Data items
= Beginning of Section =

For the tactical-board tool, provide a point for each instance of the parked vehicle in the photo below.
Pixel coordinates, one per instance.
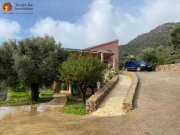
(137, 65)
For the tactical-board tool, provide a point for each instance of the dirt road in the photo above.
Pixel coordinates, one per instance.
(157, 112)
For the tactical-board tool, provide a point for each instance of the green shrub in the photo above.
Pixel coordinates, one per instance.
(108, 74)
(74, 107)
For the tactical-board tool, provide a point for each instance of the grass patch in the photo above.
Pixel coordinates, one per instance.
(24, 98)
(73, 106)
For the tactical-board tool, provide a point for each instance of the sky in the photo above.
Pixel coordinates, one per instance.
(83, 23)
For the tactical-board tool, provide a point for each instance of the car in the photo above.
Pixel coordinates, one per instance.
(137, 65)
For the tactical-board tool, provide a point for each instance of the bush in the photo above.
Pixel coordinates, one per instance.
(108, 74)
(74, 107)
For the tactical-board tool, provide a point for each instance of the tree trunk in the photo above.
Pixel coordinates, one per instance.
(34, 92)
(83, 94)
(54, 87)
(92, 90)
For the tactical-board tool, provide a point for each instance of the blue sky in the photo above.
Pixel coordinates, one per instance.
(81, 23)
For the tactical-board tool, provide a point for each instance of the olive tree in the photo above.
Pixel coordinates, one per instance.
(175, 37)
(82, 70)
(34, 62)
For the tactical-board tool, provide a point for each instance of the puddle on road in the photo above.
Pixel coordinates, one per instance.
(28, 109)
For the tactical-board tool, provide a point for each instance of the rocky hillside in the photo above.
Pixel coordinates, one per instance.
(156, 38)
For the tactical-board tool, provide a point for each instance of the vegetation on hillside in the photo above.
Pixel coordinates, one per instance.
(159, 46)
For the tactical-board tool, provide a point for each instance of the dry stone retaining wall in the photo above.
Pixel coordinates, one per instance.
(169, 67)
(94, 101)
(128, 104)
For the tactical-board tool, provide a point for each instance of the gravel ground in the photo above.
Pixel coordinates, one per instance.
(112, 104)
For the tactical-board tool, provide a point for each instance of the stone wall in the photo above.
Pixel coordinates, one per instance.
(109, 46)
(168, 68)
(94, 101)
(128, 104)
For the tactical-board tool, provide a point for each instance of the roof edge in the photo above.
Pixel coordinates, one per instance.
(95, 46)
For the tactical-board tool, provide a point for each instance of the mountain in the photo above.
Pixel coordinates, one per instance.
(156, 38)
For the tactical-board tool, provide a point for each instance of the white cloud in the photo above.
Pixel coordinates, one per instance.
(104, 22)
(8, 29)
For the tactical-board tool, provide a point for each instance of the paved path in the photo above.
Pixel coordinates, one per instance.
(157, 112)
(112, 104)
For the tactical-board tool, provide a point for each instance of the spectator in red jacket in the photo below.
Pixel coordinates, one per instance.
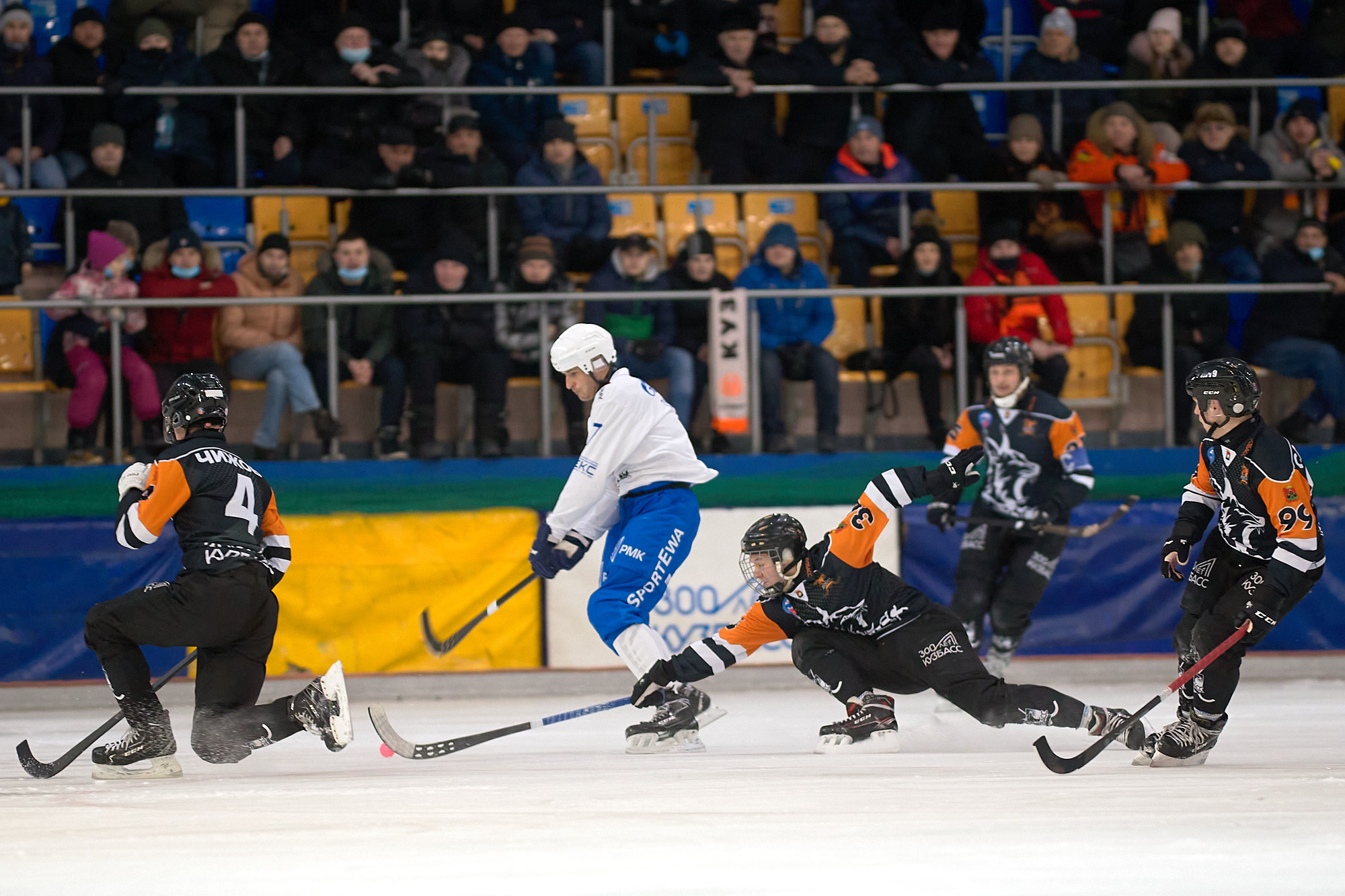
(1043, 322)
(182, 339)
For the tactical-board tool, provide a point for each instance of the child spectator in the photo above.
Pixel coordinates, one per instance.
(21, 67)
(736, 138)
(248, 58)
(170, 131)
(578, 224)
(79, 61)
(513, 124)
(79, 348)
(1121, 150)
(1227, 57)
(1043, 322)
(182, 339)
(346, 128)
(939, 132)
(365, 334)
(644, 331)
(820, 123)
(1288, 333)
(867, 227)
(517, 326)
(1058, 58)
(153, 217)
(266, 342)
(1200, 322)
(1217, 150)
(793, 331)
(1159, 54)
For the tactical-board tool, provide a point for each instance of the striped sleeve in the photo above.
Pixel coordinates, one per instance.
(143, 514)
(275, 542)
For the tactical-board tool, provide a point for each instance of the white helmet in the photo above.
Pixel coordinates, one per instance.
(582, 346)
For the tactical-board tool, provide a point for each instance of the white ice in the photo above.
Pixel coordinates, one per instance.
(964, 809)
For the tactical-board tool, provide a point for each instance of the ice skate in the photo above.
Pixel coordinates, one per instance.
(870, 727)
(1101, 721)
(1188, 741)
(150, 740)
(323, 709)
(673, 729)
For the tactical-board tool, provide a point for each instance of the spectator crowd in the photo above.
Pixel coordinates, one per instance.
(1129, 143)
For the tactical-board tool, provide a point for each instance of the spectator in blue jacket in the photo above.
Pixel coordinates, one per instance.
(793, 331)
(170, 131)
(576, 224)
(1054, 60)
(867, 227)
(513, 124)
(21, 67)
(644, 331)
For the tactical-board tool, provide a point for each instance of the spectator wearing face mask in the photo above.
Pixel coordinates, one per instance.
(266, 342)
(21, 67)
(248, 58)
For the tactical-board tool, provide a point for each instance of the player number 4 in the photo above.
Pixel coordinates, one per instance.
(243, 505)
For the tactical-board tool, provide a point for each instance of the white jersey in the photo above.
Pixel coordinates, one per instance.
(634, 440)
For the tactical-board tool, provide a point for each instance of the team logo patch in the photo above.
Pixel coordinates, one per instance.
(941, 649)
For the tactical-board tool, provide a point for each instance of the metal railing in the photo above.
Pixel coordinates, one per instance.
(962, 361)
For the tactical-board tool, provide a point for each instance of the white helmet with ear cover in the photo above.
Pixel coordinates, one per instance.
(583, 346)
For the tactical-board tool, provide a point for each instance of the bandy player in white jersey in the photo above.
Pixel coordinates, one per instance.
(633, 482)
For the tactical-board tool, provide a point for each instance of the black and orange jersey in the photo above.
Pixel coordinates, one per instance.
(1264, 495)
(223, 509)
(1035, 455)
(843, 587)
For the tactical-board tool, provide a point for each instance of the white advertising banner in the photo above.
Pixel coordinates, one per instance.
(707, 594)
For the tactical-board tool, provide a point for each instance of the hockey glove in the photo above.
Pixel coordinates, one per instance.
(134, 477)
(1180, 546)
(941, 514)
(649, 690)
(958, 471)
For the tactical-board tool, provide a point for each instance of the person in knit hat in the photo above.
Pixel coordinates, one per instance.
(77, 353)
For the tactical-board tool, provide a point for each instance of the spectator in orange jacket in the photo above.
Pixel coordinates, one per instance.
(1120, 149)
(1043, 322)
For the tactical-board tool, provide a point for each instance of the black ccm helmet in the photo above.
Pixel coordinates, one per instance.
(192, 400)
(1231, 381)
(781, 537)
(1008, 350)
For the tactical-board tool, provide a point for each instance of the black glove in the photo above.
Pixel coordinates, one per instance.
(649, 689)
(954, 473)
(648, 350)
(1183, 549)
(941, 514)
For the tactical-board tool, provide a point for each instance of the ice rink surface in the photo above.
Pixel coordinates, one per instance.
(962, 809)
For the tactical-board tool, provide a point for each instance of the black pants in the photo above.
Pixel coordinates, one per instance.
(1215, 594)
(1004, 572)
(231, 618)
(929, 653)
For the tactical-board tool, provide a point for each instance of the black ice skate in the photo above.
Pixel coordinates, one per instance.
(870, 727)
(1188, 741)
(150, 740)
(673, 729)
(323, 709)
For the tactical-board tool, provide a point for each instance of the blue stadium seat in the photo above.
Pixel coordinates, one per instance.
(42, 214)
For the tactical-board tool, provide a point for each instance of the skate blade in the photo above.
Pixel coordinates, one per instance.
(683, 741)
(159, 767)
(334, 689)
(883, 741)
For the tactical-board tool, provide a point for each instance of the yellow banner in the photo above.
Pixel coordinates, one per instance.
(360, 581)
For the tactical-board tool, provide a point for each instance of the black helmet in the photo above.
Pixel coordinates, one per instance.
(192, 400)
(1230, 380)
(781, 537)
(1008, 350)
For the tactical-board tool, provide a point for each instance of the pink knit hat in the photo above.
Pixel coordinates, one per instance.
(104, 249)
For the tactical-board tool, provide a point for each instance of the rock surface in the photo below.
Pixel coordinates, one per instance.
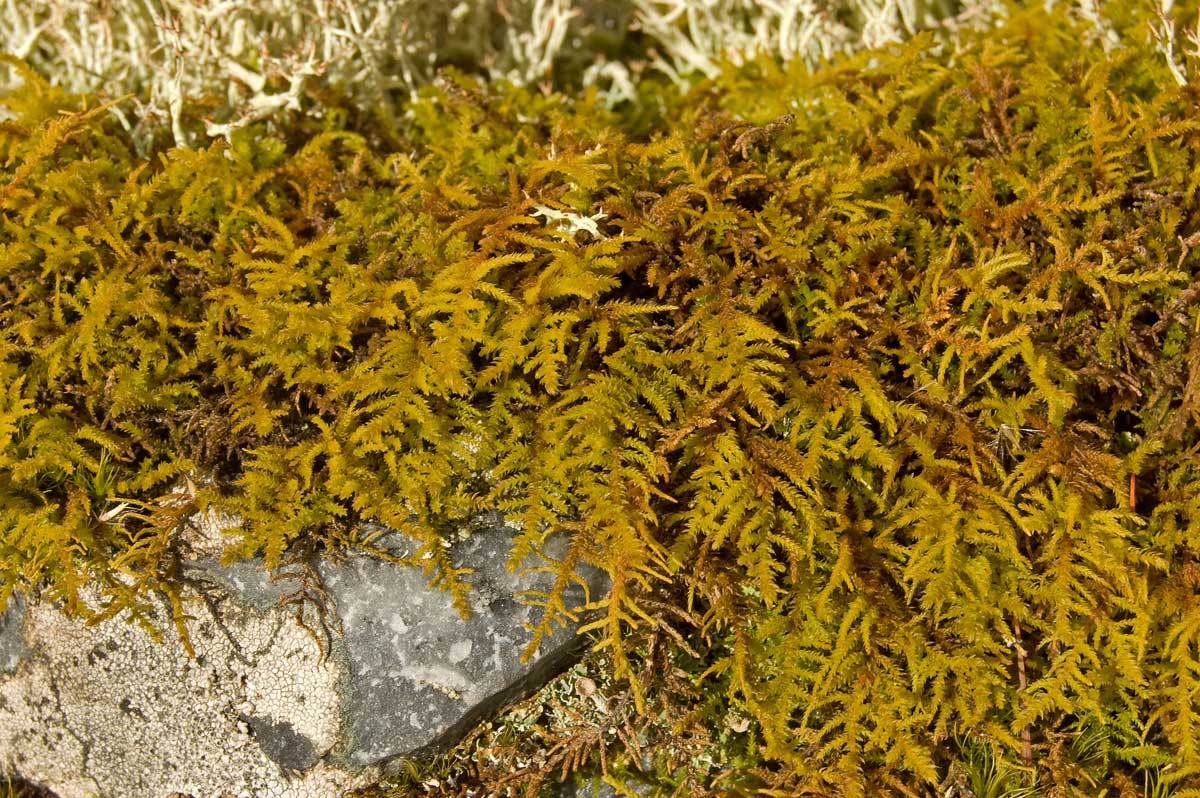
(270, 705)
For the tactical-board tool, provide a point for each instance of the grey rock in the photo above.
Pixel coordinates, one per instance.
(281, 700)
(12, 635)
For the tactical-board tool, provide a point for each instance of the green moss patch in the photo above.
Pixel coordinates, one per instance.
(875, 390)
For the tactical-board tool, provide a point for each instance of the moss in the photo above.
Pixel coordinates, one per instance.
(874, 389)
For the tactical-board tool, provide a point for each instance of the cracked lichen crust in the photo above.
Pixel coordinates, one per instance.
(106, 711)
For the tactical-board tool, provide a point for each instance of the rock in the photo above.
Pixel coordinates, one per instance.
(12, 642)
(279, 700)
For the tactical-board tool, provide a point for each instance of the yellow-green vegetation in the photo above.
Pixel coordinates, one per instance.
(875, 390)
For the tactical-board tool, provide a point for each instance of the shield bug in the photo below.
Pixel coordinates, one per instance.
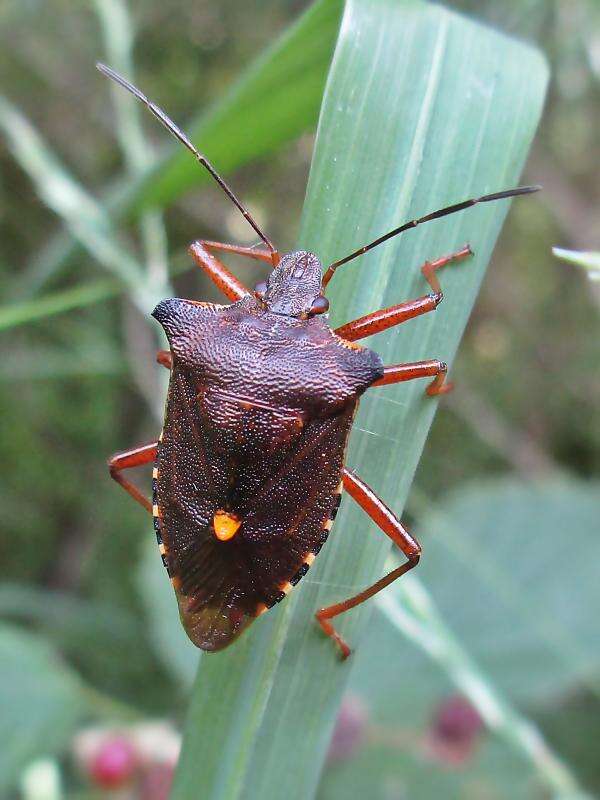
(249, 468)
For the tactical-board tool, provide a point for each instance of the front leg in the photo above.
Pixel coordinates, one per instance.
(392, 527)
(433, 368)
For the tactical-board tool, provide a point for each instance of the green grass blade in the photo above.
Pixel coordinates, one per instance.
(254, 118)
(28, 311)
(422, 108)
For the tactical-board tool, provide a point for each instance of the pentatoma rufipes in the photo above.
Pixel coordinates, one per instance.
(249, 468)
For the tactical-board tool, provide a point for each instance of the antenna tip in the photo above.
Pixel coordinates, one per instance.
(529, 189)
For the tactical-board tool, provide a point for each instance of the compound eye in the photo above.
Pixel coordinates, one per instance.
(260, 289)
(320, 305)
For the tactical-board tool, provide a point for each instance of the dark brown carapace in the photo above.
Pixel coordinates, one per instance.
(249, 468)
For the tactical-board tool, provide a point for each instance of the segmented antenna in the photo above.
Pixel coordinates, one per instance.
(442, 212)
(179, 134)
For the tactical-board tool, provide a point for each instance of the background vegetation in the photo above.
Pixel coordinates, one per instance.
(506, 481)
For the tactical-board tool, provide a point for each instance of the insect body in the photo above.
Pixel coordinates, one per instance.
(249, 469)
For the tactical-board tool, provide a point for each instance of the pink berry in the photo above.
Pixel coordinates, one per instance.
(114, 763)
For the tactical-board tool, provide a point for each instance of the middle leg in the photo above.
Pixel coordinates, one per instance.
(386, 318)
(392, 527)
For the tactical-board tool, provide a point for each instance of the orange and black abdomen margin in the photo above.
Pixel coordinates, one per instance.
(272, 463)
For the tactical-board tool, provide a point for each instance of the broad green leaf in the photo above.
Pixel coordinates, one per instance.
(41, 702)
(422, 108)
(524, 557)
(589, 261)
(506, 616)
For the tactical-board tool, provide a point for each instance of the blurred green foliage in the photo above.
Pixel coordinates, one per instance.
(75, 388)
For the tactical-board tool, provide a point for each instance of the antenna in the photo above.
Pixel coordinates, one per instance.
(179, 134)
(442, 212)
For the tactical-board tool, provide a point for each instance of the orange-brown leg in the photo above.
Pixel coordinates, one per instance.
(418, 369)
(392, 527)
(220, 275)
(429, 268)
(136, 457)
(164, 358)
(388, 317)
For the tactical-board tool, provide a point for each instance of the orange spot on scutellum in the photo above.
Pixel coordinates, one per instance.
(226, 525)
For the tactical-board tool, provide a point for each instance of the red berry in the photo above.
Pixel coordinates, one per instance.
(114, 763)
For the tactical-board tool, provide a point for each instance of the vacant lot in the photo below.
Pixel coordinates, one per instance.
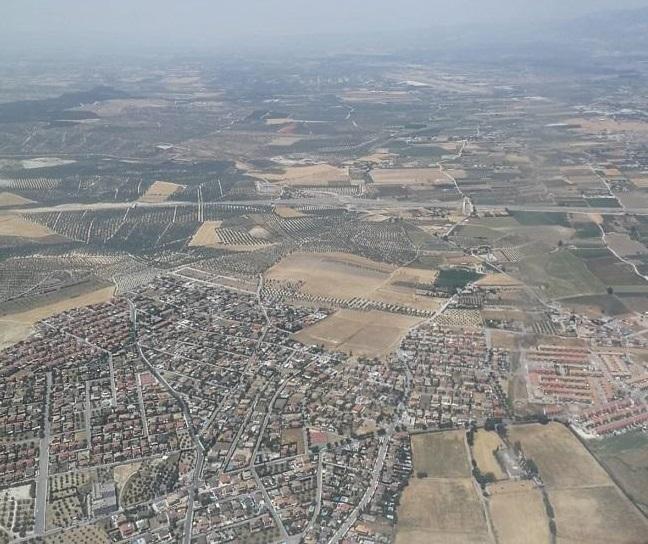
(372, 334)
(441, 511)
(518, 513)
(408, 176)
(485, 444)
(206, 235)
(441, 455)
(15, 225)
(160, 191)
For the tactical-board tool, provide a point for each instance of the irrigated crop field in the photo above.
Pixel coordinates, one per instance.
(518, 513)
(588, 506)
(440, 504)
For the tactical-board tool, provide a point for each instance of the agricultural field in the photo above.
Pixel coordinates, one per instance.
(15, 226)
(440, 504)
(346, 276)
(626, 457)
(408, 176)
(320, 175)
(372, 334)
(518, 513)
(27, 311)
(578, 488)
(206, 235)
(485, 443)
(441, 455)
(10, 200)
(559, 274)
(160, 191)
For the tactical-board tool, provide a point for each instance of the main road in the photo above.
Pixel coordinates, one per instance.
(350, 203)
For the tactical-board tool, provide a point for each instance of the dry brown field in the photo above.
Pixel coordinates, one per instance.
(504, 339)
(12, 332)
(518, 513)
(441, 455)
(377, 96)
(624, 245)
(588, 505)
(441, 511)
(316, 174)
(286, 212)
(342, 275)
(408, 176)
(285, 141)
(160, 191)
(206, 235)
(332, 274)
(598, 515)
(372, 334)
(10, 199)
(561, 459)
(498, 280)
(608, 125)
(485, 443)
(32, 316)
(16, 225)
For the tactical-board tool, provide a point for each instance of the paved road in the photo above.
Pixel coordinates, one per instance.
(43, 466)
(340, 201)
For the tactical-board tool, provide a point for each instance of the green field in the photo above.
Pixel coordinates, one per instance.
(455, 278)
(541, 218)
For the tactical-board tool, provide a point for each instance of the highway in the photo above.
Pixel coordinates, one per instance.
(350, 203)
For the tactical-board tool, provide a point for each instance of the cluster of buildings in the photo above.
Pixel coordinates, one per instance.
(455, 377)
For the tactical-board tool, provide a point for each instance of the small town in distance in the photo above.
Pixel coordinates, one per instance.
(382, 296)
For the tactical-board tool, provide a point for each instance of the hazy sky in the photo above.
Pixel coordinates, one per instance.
(85, 23)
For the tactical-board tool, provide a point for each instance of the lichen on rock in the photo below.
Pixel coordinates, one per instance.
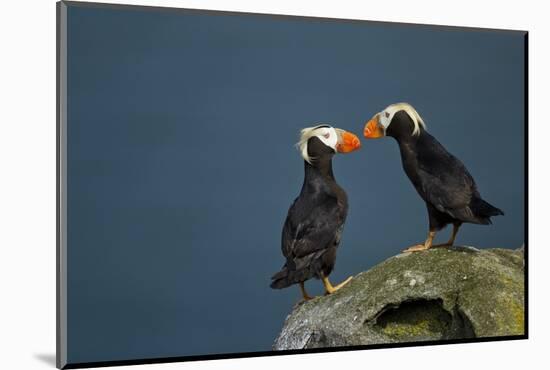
(443, 293)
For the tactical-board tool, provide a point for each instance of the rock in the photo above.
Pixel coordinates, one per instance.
(443, 293)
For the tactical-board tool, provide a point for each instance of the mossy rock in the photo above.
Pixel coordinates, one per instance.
(439, 294)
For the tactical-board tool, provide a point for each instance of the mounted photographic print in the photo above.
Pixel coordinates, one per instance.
(234, 184)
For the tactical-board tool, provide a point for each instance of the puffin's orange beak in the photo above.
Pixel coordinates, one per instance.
(373, 129)
(347, 142)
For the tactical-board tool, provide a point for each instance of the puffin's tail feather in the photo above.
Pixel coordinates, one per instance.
(286, 278)
(484, 210)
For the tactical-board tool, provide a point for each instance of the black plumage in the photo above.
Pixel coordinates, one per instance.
(441, 179)
(313, 227)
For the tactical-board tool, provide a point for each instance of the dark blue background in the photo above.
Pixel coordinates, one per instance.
(182, 167)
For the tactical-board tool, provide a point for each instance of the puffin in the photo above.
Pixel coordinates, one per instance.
(441, 179)
(313, 227)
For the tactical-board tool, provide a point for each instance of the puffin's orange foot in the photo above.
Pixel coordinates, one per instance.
(416, 248)
(329, 288)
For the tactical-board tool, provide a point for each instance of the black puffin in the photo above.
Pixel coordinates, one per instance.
(441, 179)
(314, 224)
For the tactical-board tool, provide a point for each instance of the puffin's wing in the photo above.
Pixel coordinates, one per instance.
(321, 229)
(446, 184)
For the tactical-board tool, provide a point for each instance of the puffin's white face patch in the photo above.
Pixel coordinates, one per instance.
(325, 133)
(387, 114)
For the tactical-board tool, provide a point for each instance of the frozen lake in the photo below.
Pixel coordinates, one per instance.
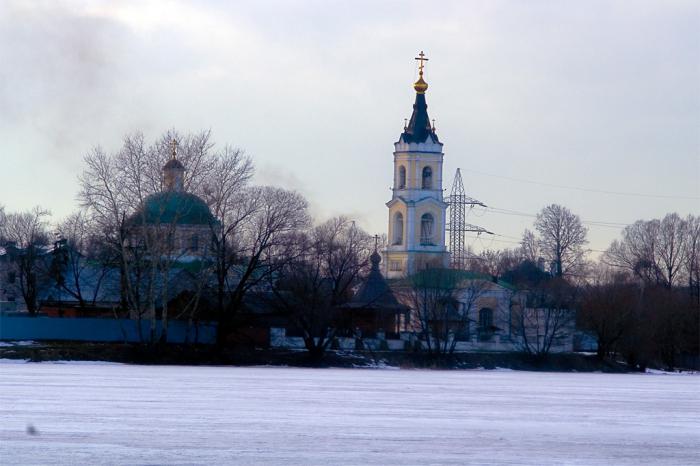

= End of Section =

Above are some records; copy each line there that contains "brown".

For the tactical-board tool, provide a point for each instance of the dark brown carapace in the photo above.
For the tactical-board tool, provide a point for each instance of the orange-brown leg in the photo above.
For the tactical-board tool, provide a point for each instance of the dry brown field in the photo above.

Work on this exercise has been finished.